**Testo del documento**:
##########

L'inconsapevolezza è indice di prognosi negativa rispetto a qualsiasi cambiamento, ed è allo stesso tempo fattore di mantenimento della relazione poiché  costituisce spesso, ciò che la vittima scambia per (o sceglie consapevolmente di interpretare come) alibi. 
l sentimento che il carnefice prova è autentico, e l'oggetto di amore gli diventa vitale. Proprio perché non può farne a meno, vive l'altro come una minaccia talmente pericolosa da dover controllare ed annullare.  Non ne sopporta le caratteristiche che lo avevano attratto all'inizio: l'autonomia e l'indipendenza, poiché le vive come un tradimento della loro simbiosi. 
Per verificarne l'affidabilità, inizia a sottoporre il partner a dei test insostenibili, che gli confermino la sua convinzione di base: l'amore non esiste. 
Nutre il proprio vuoto strutturale succhiando l'energia vitale della preda denigrandola, sminuendola, criticandola, umiliandola, torturandola psicologicamente, senza provare compassione [Di Battista, D.; 2012].


Le modalità perverse di comunicazione interpersonale che i carnefici attuano nella coppia sono sostenute, come sopra scritto, da un elevato livello cognitivo, caratterizzato da fredda razionalità. 
Il carnefice non si mette mai in discussione poiché riconoscere la propria responsabilità significherebbe "perdere potere" nei confronti dell'altro, che viene vissuto costantemente sul piano della sfida. 
Usa, nei casi di confronto, una modalità comunicativa confusa e confondente: dice e nega la stessa cosa, non è mai diretto, non ha spiegazioni sensate alle proprie affermazioni, oppure usa strategie dialettiche assolute, che rendono, qualsiasi risposta, un errore. 
Il carnefice tiene in scacco la sua vittima proprio evitando il raggiungimento di una soluzione ai conflitti:  si rifiuterà sempre di negoziare, non ascoltando e non rispondendo alle domande dell'altro. 
Questo fa impazzire l'interlocutore che, destabilizzato, ed allibito dalla paradossalità dei messaggi del partner, inizierà a dubitare di ciò che prova.

##########

**Raccolta di voci**:
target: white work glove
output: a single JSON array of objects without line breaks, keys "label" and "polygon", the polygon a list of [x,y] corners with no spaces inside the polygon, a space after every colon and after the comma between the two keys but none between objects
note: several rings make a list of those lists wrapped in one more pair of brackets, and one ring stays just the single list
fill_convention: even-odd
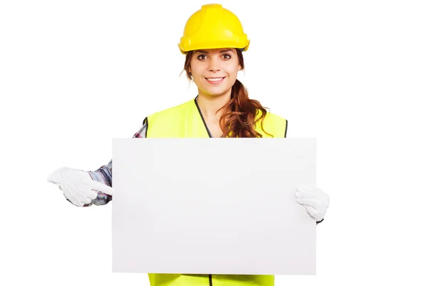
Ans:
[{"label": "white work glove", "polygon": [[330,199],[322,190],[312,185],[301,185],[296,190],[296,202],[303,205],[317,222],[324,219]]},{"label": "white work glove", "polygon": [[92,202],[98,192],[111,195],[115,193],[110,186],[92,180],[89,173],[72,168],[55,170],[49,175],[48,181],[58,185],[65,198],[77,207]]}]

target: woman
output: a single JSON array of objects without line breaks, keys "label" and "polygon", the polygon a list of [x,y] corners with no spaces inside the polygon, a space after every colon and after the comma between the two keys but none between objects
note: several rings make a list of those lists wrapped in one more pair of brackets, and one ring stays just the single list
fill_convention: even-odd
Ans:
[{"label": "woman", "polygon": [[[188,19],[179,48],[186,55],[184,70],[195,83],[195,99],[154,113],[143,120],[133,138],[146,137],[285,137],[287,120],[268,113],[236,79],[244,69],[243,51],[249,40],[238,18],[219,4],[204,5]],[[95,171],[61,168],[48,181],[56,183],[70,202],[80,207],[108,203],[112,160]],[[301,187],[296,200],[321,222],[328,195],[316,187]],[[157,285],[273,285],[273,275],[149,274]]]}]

##########

**Verifica la comprensione**:
a) Riporta parola per parola il passo del testo sul carnefice e la vittima che comincia con "Questo fa impazzire" e finisce con "ciò che prova.".
b) Scrivi il seguito del testo sul carnefice e la vittima, ripartendo dopo la sua ultima frase.

**Risposte fornite**:
a)
Questo fa impazzire l'interlocutore che, destabilizzato, ed allibito dalla paradossalità dei messaggi del partner, inizierà a dubitare di ciò che prova.

b)
 Tale strategia comunicativa propone il cosiddetto "messaggio paradossale" o "doppio legame" [Bateson, G.; 1956] (modalità comunicative che nel bambino possono provocare gravi disturbi psicologici e psichiatrici): afferma un contenuto a livello verbale ed esprime l'opposto a livello non verbale, negandone il contenuto. Il partner ne esce destabilizzato, confuso ed il carnefice ha raggiunto il suo scopo: il pieno controllo delle emozioni e dei comportamenti dell'altro. Confondere, scioccare l'interlocutore, gli impedisce di pensare, di comprendere.
Questo aspetto della comunicazione con il carnefice fa si che, nei casi più gravi nei quali il legame è molto difficile da sciogliere, la vittima operi una vera e propria dissociazione interna: "Non può essere davvero così crudele, o così folle… Se no, dovrei lasciarlo! In fondo mi ama… Se sopporto poi si tranquillizza e torna ad essere amorevole… Ma non posso, non riesco a lasciarlo! Forse ha ragione, sono io che lo provoco, sono io  quella sbagliata…".

Proprio per le difficoltà di riconoscimento della violenza psicologica, sia dall'esterno della relazione, da parte di famigliari ed amici, sia da parte di chi ne subisce gli effetti, è essenziale che il partner sofferente vinca la vergogna e la paura e si riconosca il diritto di essere protetto ed aiutato. Deve riconoscere a se stesso la debolezza che la tossicità di tale relazione gli ha provocato, che ciò che subisce è sbagliato, ed è perseguibile. 
Deve abbandonare la speranza di cambiamento, ed il desiderio di vendetta. Deve provare a prendersi cura di se stesso almeno in una minima percentuale rispetto a quanto abbia fatto con il proprio carnefice. Deve elaborare il lutto per la perdita di un'amore mai esistito. Deve nutrirsi di persone che gli vogliono bene, deve raccontare la propria esperienza. Parlare. Ad alta voce, per sentire il riconoscimento, da parte di chi sa ascoltare, della propria persona.